| Text section |
━━━━━━━━━━━━━━━━━━━━

Adventure travel is all the rage these days, but what exactly is it? How much hazard, hardship or excitement is needed to qualify as adventure travel? And, most importantly, is the growth of tourism going to leave any room for real adventure?

Not so long ago, adventure travel largely involved rugged trekkers going to wild places to explore remote jungles or climb tall peaks, sleeping in tents and cooking on campfires.

These days it's more likely to mean middle-aged professional people enjoying a gourmet dinner and sleeping in five-star comfort after a guided tour of ancient ruins.

It's also likely that the adventurous experience will be shared with thousands of other travellers equally eager to visit distant places, experience other cultures, or see amazing wildlife.


The path less travelled is increasingly being trampled under the feet of mass tourism.

It's a phenomenon that has been watched firsthand by Sue Badyari, who started adventure travelling "before the age of 14" and now organises adventure travel trips in her role as chief executive of Australian-based World Expeditions.

"Over the 20 years I've been involved in the industry I've seen an enormous amount of change," she says.

"When I started it really was the hairy-chested bushwalkers who were the adventure travellers.

"Nowadays the definition is much broader than that. Adventure travel now includes everything from as soft as a luxury safari in Africa to scaling some of the highest peaks in the world.

"In the early days adventure travellers were people who went bushwalking and camping in their weekends and so were used to looking after themselves in that sort of environment.

"Now we have a lot of customers who would define themselves as adventure travellers because they have this great passion to explore the hidden corners of the world, but prefer the comfort of a hotel at night."

Badyari says it is this soft adventure travel which is the big growth area as baby-boomers discover the joys of adventure tourism.

"I believe we're really only scratching the surface of it. There's a lot more to come in the next decade."

That growth, she says, has also led to changes in the adventure travel industry itself.

"In the past, most adventure travel companies were owned and operated by people who were adventure travellers and had a great empathy with the places they visit. But now there are increasing numbers of people coming into the industry who are more focused on the business side and whose aim is primarily to make money."

All of that creates huge challenges for the adventure travel industry.

How do you cope with large numbers of tourists while preserving a destination's uniqueness? How do you provide comfortable accommodation while protecting an area's wildness? How do you preserve a culture while allowing increased contact with the outside world?

Badyari believes that can be achieved through the practice of responsible tourism, almost a cliche these days but something which World Expeditions has espoused since it was founded 30 years ago.

"In some ways," she says, "it's a little dismaying to find responsible tourism suddenly being marketed as an entirely new brand of tourism. But at the same time it is good it's becoming more common because the places we travel to are often fragile environments."

━━━━━━━━━━━━━━━━━━━━

| Recorded information |
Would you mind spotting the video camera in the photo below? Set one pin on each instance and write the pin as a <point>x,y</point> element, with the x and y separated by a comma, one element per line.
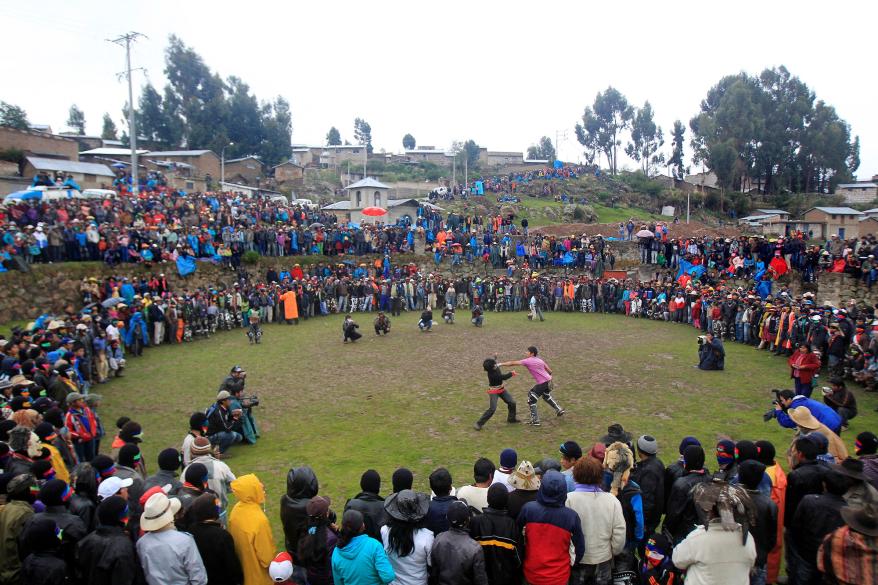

━━━━━━━━━━━━━━━━━━━━

| Prompt |
Pick up the adventure travel article after its last paragraph and keep it going. The data here was drawn from a separate source.

| Task result |
World Expedition's brochure defines responsible travel as requiring "true sustainability ... specifically to ensure that the natural and cultural values of the regions in which we operated are not undermined."

That means, says Badyari, that the company has strict protocols when designing trips. "When we go into new areas we work through our process, talk to the local people, and plan for a sustainable tourism programme right from the outset.

"That may mean trips have to cost a little more because of the need to avoid depleting cheap local resources. It usually means providing training for local people so they can benefit from the tourism.

"Longer term, it often means assisting with the education of local children.

"If you set down the right foundations from the outset then it can work really well for the communities and the environment that you are travelling through. But if it isn't done at the outset and exploitation does occur then it's much more difficult to try to wind things back at a later stage."

That sounds all very well, but with so many adventure travel companies all looking for special places to visit, is it really possible to stop them being commercialised?

Fortunately, Badyari says, sustainable tourism is now "very much part of the landscape and it's something most adventure travellers now expect", although she acknowledges that "occasionally it is more of a marketing tool to which lip service is paid".

But, ultimately, if a company like World Expeditions is unhappy at what is happening in a particular area, "if it gets to a point where trails become too commercial and we no longer have any control over what is happening, despite whatever lobbying or development work we might be doing, then we'll simply move away".

As a result, the company is always on the lookout for new destinations.

"We think of ourselves as innovators. We try to anticipate where the market is going to go rather than following others.

"Some companies talk of going off the beaten track but when you look at their itineraries they're very much on the beaten trail. But we have a very strong philosophy of following the path less travelled and often you'll find we are the only company operating on the trails we use."

New destinations, Badyari says, come mostly from suggestions from the company's staff who are all enthusiastic travellers and readers of travel writing.

"It just takes one good idea. Normally we'll send someone off to do the research and try to find a local operator we can work with. If it works out we'll put it in the brochure.

"We often find places and have them in the brochure for two or three years without getting the numbers to get a trip away. But we persist with them because we believe the market will go there in the future."


If you really want to follow the path less travelled, and go somewhere your friends and neighbours haven't been, where is there left to go? Sue Badyari, has a few suggestions:

* The Kamchatka Peninsula in the far east of Russia.
* Spitsbergen in the high Arctic.
* Trekking in Bhutan or the eastern Indian Himalayas.
* The Tian Shan Range in Central Asia.
* Cycling through rarely visited parts of China.
* Walking the Iceland circuit.
* Parts of the Galapagos Islands where the tourist boats don't usually go.
* Exploring the highlands of Ethiopia.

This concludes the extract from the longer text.